=== Data shown ===

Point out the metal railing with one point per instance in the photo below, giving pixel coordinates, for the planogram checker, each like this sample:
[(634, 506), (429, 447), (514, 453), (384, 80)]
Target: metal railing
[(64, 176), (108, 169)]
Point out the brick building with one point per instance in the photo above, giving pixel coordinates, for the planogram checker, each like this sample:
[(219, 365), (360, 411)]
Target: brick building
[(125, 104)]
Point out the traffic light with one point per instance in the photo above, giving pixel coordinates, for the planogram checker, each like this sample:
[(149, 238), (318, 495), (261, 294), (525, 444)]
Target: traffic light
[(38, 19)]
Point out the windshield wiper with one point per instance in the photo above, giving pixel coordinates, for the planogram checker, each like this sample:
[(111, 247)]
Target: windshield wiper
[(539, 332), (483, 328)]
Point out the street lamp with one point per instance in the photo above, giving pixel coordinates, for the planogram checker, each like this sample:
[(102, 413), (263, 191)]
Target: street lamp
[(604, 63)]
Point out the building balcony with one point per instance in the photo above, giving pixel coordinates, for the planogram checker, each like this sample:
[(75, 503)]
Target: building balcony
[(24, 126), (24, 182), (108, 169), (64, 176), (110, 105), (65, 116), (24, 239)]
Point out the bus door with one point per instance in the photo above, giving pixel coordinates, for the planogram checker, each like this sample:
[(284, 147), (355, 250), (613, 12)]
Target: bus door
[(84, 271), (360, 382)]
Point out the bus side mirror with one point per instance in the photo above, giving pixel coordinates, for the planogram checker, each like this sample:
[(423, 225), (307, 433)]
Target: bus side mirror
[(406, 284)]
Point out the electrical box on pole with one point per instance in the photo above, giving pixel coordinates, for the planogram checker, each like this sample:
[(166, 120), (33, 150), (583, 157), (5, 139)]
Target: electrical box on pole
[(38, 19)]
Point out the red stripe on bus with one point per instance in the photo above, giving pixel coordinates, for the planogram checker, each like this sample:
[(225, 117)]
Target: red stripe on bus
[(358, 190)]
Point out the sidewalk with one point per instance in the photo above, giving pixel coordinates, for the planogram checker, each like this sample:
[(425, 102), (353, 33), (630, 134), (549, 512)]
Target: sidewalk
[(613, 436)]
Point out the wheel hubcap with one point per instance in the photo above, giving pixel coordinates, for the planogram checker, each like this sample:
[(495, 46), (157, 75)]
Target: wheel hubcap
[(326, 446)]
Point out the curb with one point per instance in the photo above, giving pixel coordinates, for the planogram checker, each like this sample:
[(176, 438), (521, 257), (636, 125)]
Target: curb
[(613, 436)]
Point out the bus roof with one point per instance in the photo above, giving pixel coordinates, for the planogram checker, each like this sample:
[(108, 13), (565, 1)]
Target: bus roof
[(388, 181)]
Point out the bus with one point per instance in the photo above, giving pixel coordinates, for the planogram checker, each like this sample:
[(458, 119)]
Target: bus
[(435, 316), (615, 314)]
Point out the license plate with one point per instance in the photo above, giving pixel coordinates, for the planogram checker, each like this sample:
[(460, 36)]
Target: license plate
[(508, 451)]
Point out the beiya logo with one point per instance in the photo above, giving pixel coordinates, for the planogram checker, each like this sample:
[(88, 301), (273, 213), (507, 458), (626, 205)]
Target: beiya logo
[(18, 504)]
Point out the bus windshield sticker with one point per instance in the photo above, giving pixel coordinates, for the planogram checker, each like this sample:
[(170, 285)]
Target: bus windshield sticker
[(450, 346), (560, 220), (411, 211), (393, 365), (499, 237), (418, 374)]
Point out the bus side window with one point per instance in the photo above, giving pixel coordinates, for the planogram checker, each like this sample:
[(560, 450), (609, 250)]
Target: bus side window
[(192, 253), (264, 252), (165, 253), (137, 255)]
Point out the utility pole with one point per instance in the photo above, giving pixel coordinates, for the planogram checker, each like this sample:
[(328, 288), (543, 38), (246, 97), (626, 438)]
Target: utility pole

===

Arrange every line of the records above as a numbered list, leaving out any blank lines.

Written solution:
1. Point out the metal railing with one point per instance in the photo below, giving pixel coordinates, for the planogram checker, each like this sample:
2. [(634, 506), (429, 447), (514, 453), (384, 80)]
3. Target: metal railing
4. [(64, 176), (108, 169)]
5. Point out the brick building with one point per instance in the photo above, giving pixel coordinates, for the planogram checker, each like this sample:
6. [(219, 365), (360, 411)]
7. Target: brick building
8. [(125, 104)]
9. Point out the traffic light with one point per instance in the photo above, giving pixel coordinates, for the planogram checker, each like this sample:
10. [(149, 238), (318, 495), (261, 294), (525, 444)]
11. Target: traffic light
12. [(38, 19)]
13. Point out the windshield wiper with one point per instance in the photo above, giving pixel coordinates, for the planogram checker, each like this sample:
14. [(111, 247)]
15. Target: windshield wiper
16. [(539, 332), (483, 328)]
17. Point out the street lamp with one point per instance in the photo above, giving pixel coordinates, for the planogram checker, each like this sample:
18. [(102, 413), (263, 191)]
19. Target: street lamp
20. [(604, 63)]
21. Point out the building balcony with one point per instance in the photo above, giving pixel coordinates, for the planogram checker, each like this sample:
22. [(75, 503)]
23. Target: building balcony
24. [(24, 126), (24, 182), (108, 169), (64, 176), (110, 105), (65, 116), (24, 239)]
25. Point out the bus door with one point per instance in the photo above, giving pixel coordinates, for the planogram checker, each like this sample:
26. [(284, 147), (355, 250), (613, 12)]
27. Target: bus door
28. [(84, 271), (360, 382)]
29. Point out the bus side mirror with one point per instance in the photo above, giving pixel coordinates, for the planogram checker, each like this sample:
30. [(423, 225), (307, 433)]
31. Target: bus side mirror
32. [(406, 284)]
33. Point out the electrical box on pole with one point per instance in the photo above, giving pixel coordinates, for the planogram checker, each like this sample:
34. [(166, 120), (33, 150), (583, 157), (5, 139)]
35. Target: electrical box on pole
36. [(38, 19)]
37. Point out the red stripe on bus with one point per instance in the photo above, giving pixel coordinates, for the planogram checker, each like this sample:
38. [(225, 117)]
39. Target: red stripe on bus
40. [(358, 190)]
41. Point out the sidewalk with one point per instance in the photo above, giving pixel coordinates, for the planogram checker, each like this sample:
42. [(425, 102), (353, 33), (630, 134), (549, 512)]
43. Target: sidewalk
44. [(613, 436)]
45. Point out the wheel hubcap with one point per instance in the photo above, giving pixel coordinates, for the planogram checker, each like this sample:
46. [(495, 46), (157, 75)]
47. Target: wheel hubcap
48. [(326, 446)]
49. Point out the curb with one point per instance in the photo above, giving pixel coordinates, for the planogram checker, each like this sample:
50. [(176, 438), (521, 257), (636, 125)]
51. Target: curb
52. [(613, 436)]
53. Point out the bus roof with one point per instance in the photo above, giving pixel coordinates, for the planogram checker, each like this sample:
54. [(108, 13), (565, 1)]
55. Target: bus roof
56. [(388, 181)]
57. Point out the bus with one point per instance in the photo above, giving pixel coordinates, for the planogram checker, each like this sample:
58. [(458, 119)]
59. Target: bus
60. [(435, 316), (615, 314)]
61. Point out the license plate with one point per instance in the photo above, giving pixel coordinates, for the planogram checker, each like this sample:
62. [(460, 36)]
63. Target: license plate
64. [(508, 451)]
65. Point out the beiya logo with one point per instance in the photo above, giving pixel coordinates, for the planogram checker, each like this sample:
66. [(88, 301), (273, 213), (507, 458), (626, 205)]
67. Target: beiya logo
68. [(18, 504)]
69. Point out the bus windshield sticker with one point per instance in the photo above, giving pixel coordinates, for the planogram checker, each like this sample:
70. [(170, 285)]
71. Target: bus windshield sticker
72. [(450, 346), (560, 220), (411, 211), (393, 365), (499, 237), (418, 374)]
73. Point out the bus side window with one point per instance in the photo above, giving pixel coordinates, for the planogram checker, each like this sample:
74. [(560, 450), (609, 250)]
75. Target: bus side window
76. [(192, 253), (264, 252), (165, 253), (137, 255)]
77. Point out the utility pole with one point per instance in the photo above, giving pixel coordinates, for the planogram checker, each like this sample:
78. [(328, 288), (543, 38), (246, 97), (626, 438)]
79. Target: utility pole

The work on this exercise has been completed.